(Records from a data source)
┄┄┄┄┄┄┄┄┄┄┄┄┄┄┄┄┄┄┄┄
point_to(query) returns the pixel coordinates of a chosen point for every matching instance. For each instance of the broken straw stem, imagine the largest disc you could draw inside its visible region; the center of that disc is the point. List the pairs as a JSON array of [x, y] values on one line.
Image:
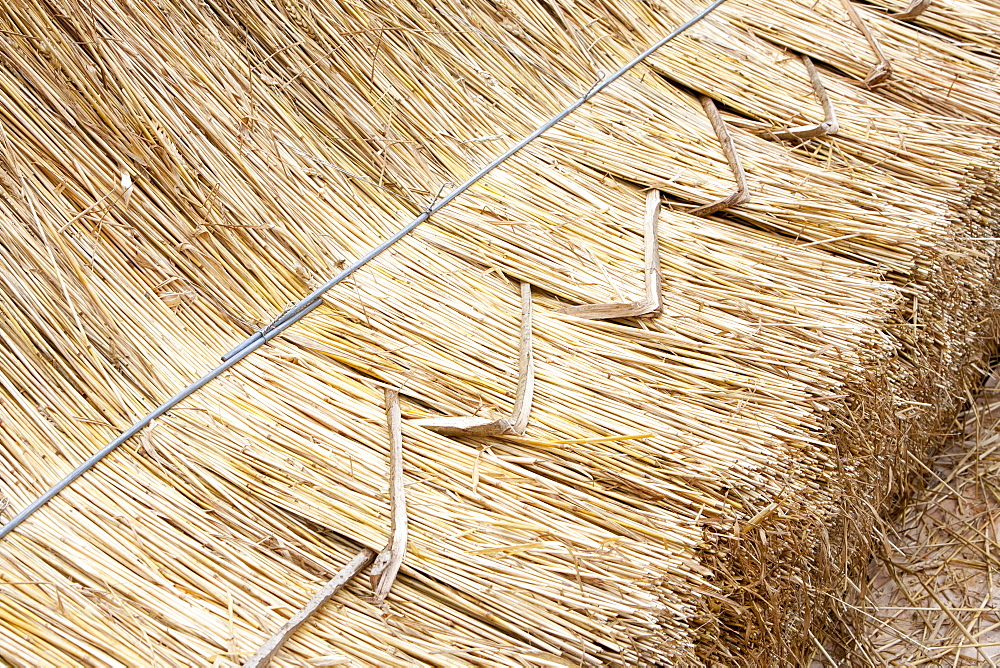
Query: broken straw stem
[[274, 643], [652, 304], [315, 298]]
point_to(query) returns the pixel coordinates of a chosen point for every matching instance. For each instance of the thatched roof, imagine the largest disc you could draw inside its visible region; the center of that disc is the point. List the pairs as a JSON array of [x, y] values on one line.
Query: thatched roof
[[695, 485]]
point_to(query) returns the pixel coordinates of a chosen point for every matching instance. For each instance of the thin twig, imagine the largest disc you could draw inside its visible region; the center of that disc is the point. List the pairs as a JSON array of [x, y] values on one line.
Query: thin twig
[[469, 425], [390, 559], [652, 304], [829, 126], [742, 193], [883, 70]]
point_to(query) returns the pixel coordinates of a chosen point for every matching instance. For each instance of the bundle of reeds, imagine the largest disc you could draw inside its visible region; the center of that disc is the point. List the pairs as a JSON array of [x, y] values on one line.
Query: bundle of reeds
[[174, 174], [931, 594]]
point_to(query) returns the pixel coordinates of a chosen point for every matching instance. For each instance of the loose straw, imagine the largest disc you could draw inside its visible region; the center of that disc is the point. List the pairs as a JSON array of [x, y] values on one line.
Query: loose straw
[[314, 299]]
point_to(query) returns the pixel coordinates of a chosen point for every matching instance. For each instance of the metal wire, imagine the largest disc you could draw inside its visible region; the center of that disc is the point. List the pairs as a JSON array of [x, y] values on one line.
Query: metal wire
[[315, 298]]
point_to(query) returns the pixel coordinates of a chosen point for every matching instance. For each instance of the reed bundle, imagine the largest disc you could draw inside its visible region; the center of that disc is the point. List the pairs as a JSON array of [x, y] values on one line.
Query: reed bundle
[[175, 173]]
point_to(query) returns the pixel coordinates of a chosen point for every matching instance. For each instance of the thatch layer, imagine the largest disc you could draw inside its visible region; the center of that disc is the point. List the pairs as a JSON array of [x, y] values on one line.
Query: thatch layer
[[174, 174]]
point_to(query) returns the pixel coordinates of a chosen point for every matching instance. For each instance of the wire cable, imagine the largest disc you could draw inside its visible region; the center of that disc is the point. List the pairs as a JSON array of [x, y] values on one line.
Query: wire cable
[[309, 303]]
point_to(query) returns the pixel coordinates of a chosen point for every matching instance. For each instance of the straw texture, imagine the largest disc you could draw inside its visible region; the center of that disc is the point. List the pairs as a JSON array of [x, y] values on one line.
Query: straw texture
[[173, 174]]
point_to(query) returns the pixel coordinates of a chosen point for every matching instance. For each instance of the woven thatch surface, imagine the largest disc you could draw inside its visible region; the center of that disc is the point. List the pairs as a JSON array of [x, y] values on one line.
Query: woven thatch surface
[[175, 173], [932, 594]]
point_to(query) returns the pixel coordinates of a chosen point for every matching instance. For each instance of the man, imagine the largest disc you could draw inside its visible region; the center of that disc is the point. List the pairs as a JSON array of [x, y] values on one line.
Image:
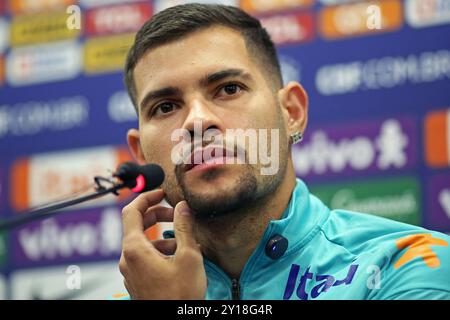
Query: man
[[239, 231]]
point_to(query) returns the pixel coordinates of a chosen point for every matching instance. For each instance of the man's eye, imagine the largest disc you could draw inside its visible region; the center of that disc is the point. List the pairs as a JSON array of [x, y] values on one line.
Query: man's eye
[[231, 89], [163, 108]]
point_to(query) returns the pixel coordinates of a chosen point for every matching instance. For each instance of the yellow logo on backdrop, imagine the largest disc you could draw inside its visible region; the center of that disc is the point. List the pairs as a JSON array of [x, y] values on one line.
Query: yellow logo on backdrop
[[360, 18], [106, 54], [39, 28], [21, 6]]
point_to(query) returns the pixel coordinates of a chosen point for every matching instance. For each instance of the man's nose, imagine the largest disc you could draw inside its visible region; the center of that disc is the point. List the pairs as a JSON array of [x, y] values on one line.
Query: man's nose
[[201, 117]]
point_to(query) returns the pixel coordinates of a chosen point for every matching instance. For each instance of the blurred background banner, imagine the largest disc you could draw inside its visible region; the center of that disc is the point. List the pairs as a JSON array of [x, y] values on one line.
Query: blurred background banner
[[377, 74]]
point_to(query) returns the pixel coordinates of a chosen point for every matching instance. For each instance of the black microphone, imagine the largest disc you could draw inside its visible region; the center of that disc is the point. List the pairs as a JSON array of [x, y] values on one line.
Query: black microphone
[[137, 178], [140, 178]]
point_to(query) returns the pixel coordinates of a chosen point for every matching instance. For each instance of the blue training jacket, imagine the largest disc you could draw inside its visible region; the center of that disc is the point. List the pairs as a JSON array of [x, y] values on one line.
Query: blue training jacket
[[339, 254]]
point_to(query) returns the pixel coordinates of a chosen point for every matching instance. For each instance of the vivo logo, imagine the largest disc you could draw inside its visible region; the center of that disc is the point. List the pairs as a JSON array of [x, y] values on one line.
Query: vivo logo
[[53, 240]]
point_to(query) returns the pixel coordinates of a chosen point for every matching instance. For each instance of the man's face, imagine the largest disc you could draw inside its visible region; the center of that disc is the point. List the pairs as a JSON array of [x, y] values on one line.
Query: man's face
[[207, 77]]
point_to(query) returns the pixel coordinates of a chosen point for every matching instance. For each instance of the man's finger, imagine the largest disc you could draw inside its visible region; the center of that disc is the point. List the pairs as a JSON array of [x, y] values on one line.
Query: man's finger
[[183, 223], [157, 214], [165, 246], [132, 214]]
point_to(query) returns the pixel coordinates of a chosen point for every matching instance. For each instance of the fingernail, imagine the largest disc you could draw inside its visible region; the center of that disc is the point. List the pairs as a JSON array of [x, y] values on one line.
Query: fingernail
[[185, 212]]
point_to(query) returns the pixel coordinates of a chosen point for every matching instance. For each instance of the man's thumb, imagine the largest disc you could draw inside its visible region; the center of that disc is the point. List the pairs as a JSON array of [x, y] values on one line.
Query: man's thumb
[[183, 224]]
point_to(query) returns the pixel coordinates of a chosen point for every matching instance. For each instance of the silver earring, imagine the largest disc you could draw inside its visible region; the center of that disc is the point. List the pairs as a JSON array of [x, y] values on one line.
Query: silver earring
[[297, 137]]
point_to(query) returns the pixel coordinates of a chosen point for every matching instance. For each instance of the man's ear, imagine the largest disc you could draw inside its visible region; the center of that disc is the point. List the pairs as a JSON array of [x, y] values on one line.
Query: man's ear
[[134, 143], [294, 104]]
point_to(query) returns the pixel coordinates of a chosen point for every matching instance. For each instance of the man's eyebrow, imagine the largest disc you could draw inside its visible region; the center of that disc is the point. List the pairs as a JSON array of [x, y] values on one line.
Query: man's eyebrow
[[223, 74], [160, 93]]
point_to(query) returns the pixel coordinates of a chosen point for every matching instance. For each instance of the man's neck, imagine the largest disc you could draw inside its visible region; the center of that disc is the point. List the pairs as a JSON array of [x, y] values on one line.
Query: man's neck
[[229, 241]]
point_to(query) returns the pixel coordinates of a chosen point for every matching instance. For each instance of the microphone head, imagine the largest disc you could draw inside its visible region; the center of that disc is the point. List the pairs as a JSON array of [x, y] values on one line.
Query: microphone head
[[140, 178]]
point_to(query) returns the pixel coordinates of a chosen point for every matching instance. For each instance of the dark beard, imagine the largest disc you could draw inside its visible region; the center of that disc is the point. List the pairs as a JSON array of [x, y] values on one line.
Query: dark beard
[[248, 193], [240, 197]]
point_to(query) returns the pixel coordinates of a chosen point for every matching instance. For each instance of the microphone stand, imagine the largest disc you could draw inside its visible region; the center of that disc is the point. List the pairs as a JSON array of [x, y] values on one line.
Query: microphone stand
[[49, 211]]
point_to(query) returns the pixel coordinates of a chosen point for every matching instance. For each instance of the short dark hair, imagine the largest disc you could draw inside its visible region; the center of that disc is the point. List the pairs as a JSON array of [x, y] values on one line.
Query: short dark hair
[[178, 21]]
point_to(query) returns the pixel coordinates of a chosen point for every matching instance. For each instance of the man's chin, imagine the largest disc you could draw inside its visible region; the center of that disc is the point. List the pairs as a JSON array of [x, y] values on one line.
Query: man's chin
[[218, 192]]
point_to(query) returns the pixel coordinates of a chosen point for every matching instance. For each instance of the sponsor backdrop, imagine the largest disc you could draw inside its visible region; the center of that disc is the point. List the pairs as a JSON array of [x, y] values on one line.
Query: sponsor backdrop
[[378, 77]]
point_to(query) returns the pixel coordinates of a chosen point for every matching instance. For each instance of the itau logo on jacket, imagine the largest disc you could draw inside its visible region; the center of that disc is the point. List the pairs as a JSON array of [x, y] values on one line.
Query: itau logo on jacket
[[437, 138]]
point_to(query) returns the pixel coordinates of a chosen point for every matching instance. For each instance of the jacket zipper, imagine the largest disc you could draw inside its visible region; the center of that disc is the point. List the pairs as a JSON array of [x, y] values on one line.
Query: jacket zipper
[[235, 289]]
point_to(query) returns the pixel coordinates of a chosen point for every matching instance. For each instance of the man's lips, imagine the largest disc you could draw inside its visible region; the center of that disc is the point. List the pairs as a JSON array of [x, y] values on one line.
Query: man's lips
[[209, 156]]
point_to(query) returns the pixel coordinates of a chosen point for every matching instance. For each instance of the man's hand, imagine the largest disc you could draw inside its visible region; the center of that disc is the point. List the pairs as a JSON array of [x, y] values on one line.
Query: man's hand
[[160, 269]]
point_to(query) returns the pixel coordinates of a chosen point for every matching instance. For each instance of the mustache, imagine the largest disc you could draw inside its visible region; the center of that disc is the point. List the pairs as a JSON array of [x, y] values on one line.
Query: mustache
[[196, 153]]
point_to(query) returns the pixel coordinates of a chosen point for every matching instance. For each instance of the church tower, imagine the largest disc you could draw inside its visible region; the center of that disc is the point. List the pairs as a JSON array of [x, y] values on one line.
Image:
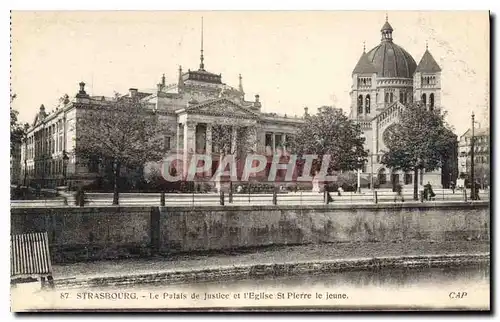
┄┄┄┄┄┄┄┄┄┄┄┄┄┄┄┄┄┄┄┄
• What you will do
From the line with "of the sponsor" up to and including the line with "[[378, 77]]", rewrite the records with "backdrop" swapped for "banner" and everything else left as it is.

• Answer to the exercise
point_to(query) returns the pixel coordinates of a chosen point for every matching instance. For each instance of the sponsor banner, imagine the largest disc you could draw inside its visible region; the center of that disc is the point. List the pairs as a JSON array of [x, y] values on one line.
Query: sponsor banner
[[378, 77]]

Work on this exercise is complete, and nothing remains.